**Aim of the exercise:** Can you give all of the material below as a JSON list of strings, with one string for each line and no blank lines?

━━━━━━━━━━━━━━━━━━━━

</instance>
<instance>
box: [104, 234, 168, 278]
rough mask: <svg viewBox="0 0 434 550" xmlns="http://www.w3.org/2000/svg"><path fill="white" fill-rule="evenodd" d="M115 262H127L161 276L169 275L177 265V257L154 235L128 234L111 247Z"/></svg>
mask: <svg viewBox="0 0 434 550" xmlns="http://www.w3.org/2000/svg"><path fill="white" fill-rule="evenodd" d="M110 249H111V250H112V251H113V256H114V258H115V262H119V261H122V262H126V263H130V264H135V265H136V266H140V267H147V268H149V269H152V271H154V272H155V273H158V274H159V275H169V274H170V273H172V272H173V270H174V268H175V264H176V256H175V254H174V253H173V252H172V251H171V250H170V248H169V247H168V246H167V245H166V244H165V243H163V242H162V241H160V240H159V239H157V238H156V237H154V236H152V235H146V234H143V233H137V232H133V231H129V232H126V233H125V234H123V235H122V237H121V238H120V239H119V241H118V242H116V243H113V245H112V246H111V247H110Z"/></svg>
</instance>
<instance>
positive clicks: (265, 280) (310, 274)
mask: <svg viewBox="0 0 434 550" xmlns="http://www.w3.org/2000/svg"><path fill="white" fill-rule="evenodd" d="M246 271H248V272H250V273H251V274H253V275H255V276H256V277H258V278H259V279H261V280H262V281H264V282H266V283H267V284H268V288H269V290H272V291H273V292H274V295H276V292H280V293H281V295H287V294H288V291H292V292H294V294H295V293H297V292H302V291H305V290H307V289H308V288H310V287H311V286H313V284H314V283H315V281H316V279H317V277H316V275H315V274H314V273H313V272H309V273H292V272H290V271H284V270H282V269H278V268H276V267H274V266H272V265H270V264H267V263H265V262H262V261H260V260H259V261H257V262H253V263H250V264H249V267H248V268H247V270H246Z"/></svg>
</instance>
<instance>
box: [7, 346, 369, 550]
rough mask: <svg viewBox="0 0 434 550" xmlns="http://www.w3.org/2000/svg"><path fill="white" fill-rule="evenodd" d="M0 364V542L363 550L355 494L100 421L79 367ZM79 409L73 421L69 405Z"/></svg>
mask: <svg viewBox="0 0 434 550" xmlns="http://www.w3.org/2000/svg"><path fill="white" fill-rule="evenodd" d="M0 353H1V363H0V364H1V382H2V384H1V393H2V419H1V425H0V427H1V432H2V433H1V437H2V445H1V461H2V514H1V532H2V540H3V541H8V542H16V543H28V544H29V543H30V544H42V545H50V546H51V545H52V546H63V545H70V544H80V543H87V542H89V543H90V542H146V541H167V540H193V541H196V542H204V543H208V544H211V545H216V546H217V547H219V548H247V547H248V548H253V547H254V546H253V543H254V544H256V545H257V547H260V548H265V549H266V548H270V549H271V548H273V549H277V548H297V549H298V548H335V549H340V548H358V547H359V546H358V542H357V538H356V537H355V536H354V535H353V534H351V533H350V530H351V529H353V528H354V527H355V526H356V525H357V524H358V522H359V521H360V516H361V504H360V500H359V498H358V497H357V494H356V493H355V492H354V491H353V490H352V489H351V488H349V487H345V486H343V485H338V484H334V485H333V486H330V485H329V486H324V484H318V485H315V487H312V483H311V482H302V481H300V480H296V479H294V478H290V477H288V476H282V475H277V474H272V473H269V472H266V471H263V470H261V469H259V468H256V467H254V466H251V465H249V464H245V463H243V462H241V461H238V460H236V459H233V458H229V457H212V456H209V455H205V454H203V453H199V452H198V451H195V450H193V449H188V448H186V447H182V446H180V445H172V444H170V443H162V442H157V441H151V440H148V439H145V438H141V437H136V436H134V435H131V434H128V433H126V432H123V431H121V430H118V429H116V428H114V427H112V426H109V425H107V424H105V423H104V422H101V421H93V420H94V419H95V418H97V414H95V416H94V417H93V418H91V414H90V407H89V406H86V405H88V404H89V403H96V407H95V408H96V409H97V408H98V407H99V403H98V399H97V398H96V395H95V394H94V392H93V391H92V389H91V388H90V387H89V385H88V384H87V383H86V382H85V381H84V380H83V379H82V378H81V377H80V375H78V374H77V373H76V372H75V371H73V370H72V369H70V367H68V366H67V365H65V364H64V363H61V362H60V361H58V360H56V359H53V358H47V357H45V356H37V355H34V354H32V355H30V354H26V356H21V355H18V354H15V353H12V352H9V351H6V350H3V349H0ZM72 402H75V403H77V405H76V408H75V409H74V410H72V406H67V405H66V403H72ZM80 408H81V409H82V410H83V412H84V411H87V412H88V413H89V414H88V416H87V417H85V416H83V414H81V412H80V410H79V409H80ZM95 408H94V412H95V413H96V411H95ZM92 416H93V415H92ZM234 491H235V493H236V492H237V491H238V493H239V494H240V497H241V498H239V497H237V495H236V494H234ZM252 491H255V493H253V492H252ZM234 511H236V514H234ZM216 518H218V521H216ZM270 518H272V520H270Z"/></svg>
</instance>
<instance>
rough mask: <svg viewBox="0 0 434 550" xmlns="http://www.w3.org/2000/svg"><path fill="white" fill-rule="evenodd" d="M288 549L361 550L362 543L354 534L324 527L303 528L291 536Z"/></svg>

━━━━━━━━━━━━━━━━━━━━

**Response:**
[
  "</instance>",
  "<instance>",
  "box: [104, 234, 168, 278]",
  "rough mask: <svg viewBox=\"0 0 434 550\" xmlns=\"http://www.w3.org/2000/svg\"><path fill=\"white\" fill-rule=\"evenodd\" d=\"M115 262H127L161 276L169 275L177 265V257L154 235L128 234L111 247Z\"/></svg>",
  "mask: <svg viewBox=\"0 0 434 550\" xmlns=\"http://www.w3.org/2000/svg\"><path fill=\"white\" fill-rule=\"evenodd\" d=\"M110 249H111V250H112V251H113V256H114V258H115V262H119V261H122V262H126V263H130V264H135V265H136V266H140V267H147V268H149V269H152V271H154V272H155V273H158V274H159V275H169V274H170V273H172V272H173V270H174V268H175V264H176V256H175V254H174V253H173V252H172V251H171V250H170V248H169V247H168V246H167V245H166V244H165V243H163V242H162V241H160V240H159V239H157V238H156V237H154V236H152V235H146V234H143V233H137V232H133V231H129V232H126V233H125V234H123V235H122V237H121V238H120V239H119V241H118V242H116V243H113V245H112V246H111V247H110Z\"/></svg>",
  "</instance>",
  "<instance>",
  "positive clicks: (265, 280) (310, 274)",
  "mask: <svg viewBox=\"0 0 434 550\" xmlns=\"http://www.w3.org/2000/svg\"><path fill=\"white\" fill-rule=\"evenodd\" d=\"M246 271H248V272H250V273H251V274H253V275H255V276H256V277H258V278H259V279H261V280H262V281H264V282H266V283H267V284H268V288H269V290H272V291H273V292H274V295H276V292H280V293H281V295H287V294H288V291H292V292H294V294H295V293H297V292H302V291H305V290H307V289H308V288H310V287H311V286H313V284H314V283H315V281H316V279H317V277H316V275H315V274H314V273H313V272H309V273H292V272H290V271H284V270H282V269H278V268H276V267H274V266H272V265H270V264H267V263H265V262H262V261H260V260H259V261H257V262H253V263H250V264H249V267H248V268H247V270H246Z\"/></svg>",
  "</instance>",
  "<instance>",
  "box: [7, 346, 369, 550]",
  "rough mask: <svg viewBox=\"0 0 434 550\" xmlns=\"http://www.w3.org/2000/svg\"><path fill=\"white\" fill-rule=\"evenodd\" d=\"M0 364V542L363 550L355 494L100 421L79 367ZM79 409L73 421L69 405Z\"/></svg>",
  "mask: <svg viewBox=\"0 0 434 550\" xmlns=\"http://www.w3.org/2000/svg\"><path fill=\"white\" fill-rule=\"evenodd\" d=\"M0 353H1V363H0V364H1V382H2V384H1V393H2V419H1V425H0V427H1V432H2V433H1V437H2V445H1V461H2V514H1V532H2V540H3V541H8V542H16V543H28V544H29V543H30V544H42V545H50V546H51V545H52V546H63V545H70V544H80V543H87V542H89V543H90V542H146V541H167V540H193V541H196V542H204V543H208V544H211V545H216V546H217V547H219V548H247V547H248V548H253V547H254V546H253V543H254V544H256V545H257V547H260V548H265V549H266V548H270V549H271V548H273V549H277V548H297V549H298V548H335V549H340V548H358V547H359V546H358V542H357V538H356V537H355V536H354V535H353V534H351V533H350V530H351V529H353V528H354V527H355V526H356V525H357V524H358V522H359V521H360V516H361V504H360V500H359V498H358V497H357V494H356V493H355V492H354V491H353V490H352V489H351V488H349V487H345V486H343V485H338V484H334V485H333V486H330V485H329V486H324V484H318V485H315V487H312V483H311V482H302V481H300V480H296V479H294V478H290V477H288V476H282V475H277V474H272V473H269V472H266V471H263V470H261V469H259V468H256V467H254V466H251V465H249V464H245V463H243V462H241V461H238V460H236V459H233V458H229V457H212V456H209V455H205V454H203V453H199V452H198V451H195V450H193V449H188V448H186V447H182V446H180V445H172V444H170V443H162V442H157V441H151V440H148V439H145V438H141V437H136V436H134V435H131V434H128V433H126V432H123V431H121V430H118V429H116V428H114V427H112V426H109V425H107V424H105V423H104V422H101V421H93V420H94V419H95V418H97V414H95V416H94V417H93V418H91V414H90V407H89V406H86V405H88V404H89V403H96V407H95V408H96V409H97V408H98V407H99V403H98V399H97V398H96V395H95V394H94V392H93V391H92V389H91V388H90V387H89V385H88V384H87V383H86V382H85V381H84V380H83V379H82V378H81V377H80V375H78V374H77V373H76V372H75V371H73V370H72V369H70V367H68V366H67V365H65V364H64V363H61V362H60V361H58V360H56V359H53V358H47V357H45V356H37V355H34V354H32V355H30V354H26V356H21V355H18V354H15V353H12V352H9V351H6V350H3V349H0ZM72 402H75V403H77V405H76V408H75V409H74V410H72V406H67V405H66V403H72ZM80 408H81V409H82V410H83V412H84V411H87V412H88V413H89V414H88V416H87V417H85V416H83V414H81V412H80V410H79V409H80ZM95 408H94V412H95V413H96V411H95ZM92 416H93V415H92ZM234 491H235V493H236V492H237V491H238V493H239V494H240V497H241V498H239V497H237V495H236V494H234ZM252 491H255V493H253V492H252ZM234 511H236V514H234ZM216 518H218V521H216ZM270 518H272V520H270Z\"/></svg>",
  "</instance>",
  "<instance>",
  "rough mask: <svg viewBox=\"0 0 434 550\" xmlns=\"http://www.w3.org/2000/svg\"><path fill=\"white\" fill-rule=\"evenodd\" d=\"M288 549L361 550L362 543L354 534L324 527L303 528L291 536Z\"/></svg>"
]